START Source material

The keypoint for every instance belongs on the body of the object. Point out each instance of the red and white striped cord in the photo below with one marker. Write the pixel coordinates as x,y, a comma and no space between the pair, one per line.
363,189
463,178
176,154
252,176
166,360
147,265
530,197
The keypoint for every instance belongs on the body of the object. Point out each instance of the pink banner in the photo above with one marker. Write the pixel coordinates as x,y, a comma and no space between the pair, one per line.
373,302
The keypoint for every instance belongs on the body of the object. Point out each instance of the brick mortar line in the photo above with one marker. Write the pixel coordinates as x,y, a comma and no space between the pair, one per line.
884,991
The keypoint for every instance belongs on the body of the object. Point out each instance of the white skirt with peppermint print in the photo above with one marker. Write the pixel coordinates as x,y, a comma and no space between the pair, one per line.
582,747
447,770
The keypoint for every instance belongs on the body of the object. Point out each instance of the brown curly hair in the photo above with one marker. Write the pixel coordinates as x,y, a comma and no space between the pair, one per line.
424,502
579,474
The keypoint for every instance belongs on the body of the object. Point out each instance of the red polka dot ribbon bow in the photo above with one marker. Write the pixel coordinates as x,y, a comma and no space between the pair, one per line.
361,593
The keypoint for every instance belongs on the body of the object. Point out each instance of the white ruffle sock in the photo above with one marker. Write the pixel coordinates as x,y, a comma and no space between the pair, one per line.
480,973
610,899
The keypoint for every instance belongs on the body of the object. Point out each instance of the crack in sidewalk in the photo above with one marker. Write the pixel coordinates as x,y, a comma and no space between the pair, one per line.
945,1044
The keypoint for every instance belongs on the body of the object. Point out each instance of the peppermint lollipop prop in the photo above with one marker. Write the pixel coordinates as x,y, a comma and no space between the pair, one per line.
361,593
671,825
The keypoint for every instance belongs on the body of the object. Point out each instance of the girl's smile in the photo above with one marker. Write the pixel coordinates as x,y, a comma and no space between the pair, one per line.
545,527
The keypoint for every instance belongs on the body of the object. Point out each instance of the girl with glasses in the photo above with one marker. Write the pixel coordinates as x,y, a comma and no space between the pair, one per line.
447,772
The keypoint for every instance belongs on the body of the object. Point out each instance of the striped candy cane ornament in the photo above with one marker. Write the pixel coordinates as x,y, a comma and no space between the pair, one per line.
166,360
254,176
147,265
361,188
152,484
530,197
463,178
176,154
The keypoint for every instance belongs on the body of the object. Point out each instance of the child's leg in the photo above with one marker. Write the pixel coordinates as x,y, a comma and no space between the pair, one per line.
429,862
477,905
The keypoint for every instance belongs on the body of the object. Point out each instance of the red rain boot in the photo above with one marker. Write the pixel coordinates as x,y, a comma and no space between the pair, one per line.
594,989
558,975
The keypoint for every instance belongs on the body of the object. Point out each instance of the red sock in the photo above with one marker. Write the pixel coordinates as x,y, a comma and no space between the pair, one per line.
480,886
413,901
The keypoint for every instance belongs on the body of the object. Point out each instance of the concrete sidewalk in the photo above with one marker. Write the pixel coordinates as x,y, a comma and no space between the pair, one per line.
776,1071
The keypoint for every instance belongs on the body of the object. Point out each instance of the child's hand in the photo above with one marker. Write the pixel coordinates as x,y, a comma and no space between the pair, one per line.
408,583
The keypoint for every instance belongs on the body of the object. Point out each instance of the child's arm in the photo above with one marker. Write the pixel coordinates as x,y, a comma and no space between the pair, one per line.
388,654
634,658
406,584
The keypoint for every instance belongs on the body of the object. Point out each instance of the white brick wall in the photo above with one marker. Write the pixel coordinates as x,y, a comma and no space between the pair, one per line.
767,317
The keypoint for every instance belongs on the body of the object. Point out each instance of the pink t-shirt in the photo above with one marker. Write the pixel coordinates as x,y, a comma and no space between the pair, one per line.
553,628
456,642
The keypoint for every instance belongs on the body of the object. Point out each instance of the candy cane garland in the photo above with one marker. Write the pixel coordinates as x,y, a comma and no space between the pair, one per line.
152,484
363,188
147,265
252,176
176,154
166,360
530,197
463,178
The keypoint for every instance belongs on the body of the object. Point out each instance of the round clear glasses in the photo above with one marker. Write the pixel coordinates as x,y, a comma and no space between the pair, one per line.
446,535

END Source material

**Exercise goal**. Each of the entries must be set down again exactly.

**Task output**.
The keypoint for every instance belongs on the body of the object. Point out each instance of the red and white striped cord in the photo below with one marker. Write the pixel coordinates as x,y, a comma and no space between the pair, one per line.
363,189
463,178
176,154
252,176
166,360
147,265
530,197
The keypoint for every instance belongs on the body of the object. Point out each instance of the pink banner in the photo above with one marker. Write the pixel coordinates as x,y, a comma and no space between the pair, one per line.
373,302
The keypoint for every instance belongs on the body of the object. Point out each instance of the brick mortar line in the photo above with one marker. Write the pixel coordinates as x,y, a comma and no space between the pair, one per line.
884,991
The keypoint for every instance belongs on the body of the object. Point out each instance of the white skirt with peppermint print in the photo above with one marker. Write the pixel coordinates as x,y, a comma and no space between the pair, one per line.
582,747
447,770
The keypoint for every instance belongs on the body of the object. Point out each instance of the brown curly hair in the photo above with one marker. Write the pixel coordinates as x,y, a comma and no space between the pair, one per line.
424,502
579,474
The keypoint for every instance belongs on the body of the object. Point out each instance of the red polka dot ribbon bow in the photo above with one marker. Write the pixel coordinates as x,y, a comma and no space between the pair, one per line.
361,593
The keypoint for every instance belongs on the body of the object. Point out each instance of the white ruffle sock in the photo above with one marker. Write the pixel coordinates as x,y, a comma and no space between the pair, one per line.
480,973
610,899
The keypoint for every instance belongs on the body of the object. Point out each instance of the crack in sidewalk in the photo above with one marker. Write the pixel coordinates as x,y, a comma and no space between the pair, one per line.
945,1044
The keypoint for every instance belongs on the body of the object. Point out each instance of the peppermint lollipop prop in the photo above with one marker. Write the pixel coordinates as x,y, a comma and no space between the pair, one per line.
361,593
671,825
The keypoint for every instance belongs on the body of the object. Point out each instance of the girl's smile in the photo above with one marker. Write the pixel coordinates as x,y, a comma and no space between the pair, one per line.
545,527
The keypoint for every instance belongs on the body of the object. Point out each instance of the girl with glasses in the photo above with one marker. Write the pixel coordinates as x,y, a comma and no space between the pair, one per line.
447,772
The keypoint for every instance belongs on the body of the object. Point out each instance of the striped candy cane ornament in the photo above with one marker. Write the pixel coordinates as x,y, a comma and no space between the pair, one per line.
166,360
254,176
147,265
361,188
152,484
530,197
463,178
176,154
The keypoint for every instance belongs on the body of the object. Point out each instance of the child's leg in the photo above with one marker. Write the pixel coordinates as x,y, a comma and no space between the pair, one per line.
429,862
477,905
The keypoint for every instance belongs on the body of the object. Point out each instance of the red rain boot in the photo above with one marker. Write the pixel coordinates as x,y, a comma and no space between the pair, one per line.
594,989
558,975
The keypoint for every instance belongs on the body of the object. Point out each instance of the red sock in the photo above with one marker. Write the pixel coordinates as x,y, a comma and no space between the pair, one per line.
480,886
413,901
The keypoint for every instance belongs on the body of the object. Point out each instance of the concrete sidewalk in the photo above with one marker. Write the pixel coordinates as x,y, a comma and no space between the pair, one per line.
776,1071
The keypoint for every instance belongs on the body of the object. Point out each instance of the child's hand in the photo above with one marker. Write the pixel coordinates as x,y, a comma and no space between the pair, one per line.
408,583
The keypoint for every instance belongs on the body of the object. Point out each instance of the child's arm in the photo above with one marker. Write the pixel coordinates as x,y, a comma and no space between the pair, one per line.
388,654
634,658
406,584
The keypoint for every instance belongs on the body of the object. Point out each instance of the white brick wall in the photo above with one marker. Write the pixel coordinates as x,y, a comma and no space between the pair, one per line.
767,317
The keypoint for every instance belongs on the body of the object. Point out each instance of the pink t-shirt in the photo above with one marker. Write the pixel coordinates as x,y, a comma and no space between the pair, one per line.
553,628
456,642
The keypoint for every instance belongs on the body of the object. Point out each instance of the candy cane garland in the photo above with one marker. Write the pixel coordinates as x,y, a comma and no space between the pair, one per line.
152,484
363,188
147,265
252,176
176,154
166,360
530,197
463,178
The keypoint for every instance belongs on the body of the object. Point out each instance of the round clear glasses in the photo above with one marker. Write the pixel coordinates as x,y, a comma and no space between the pair, one per line.
446,535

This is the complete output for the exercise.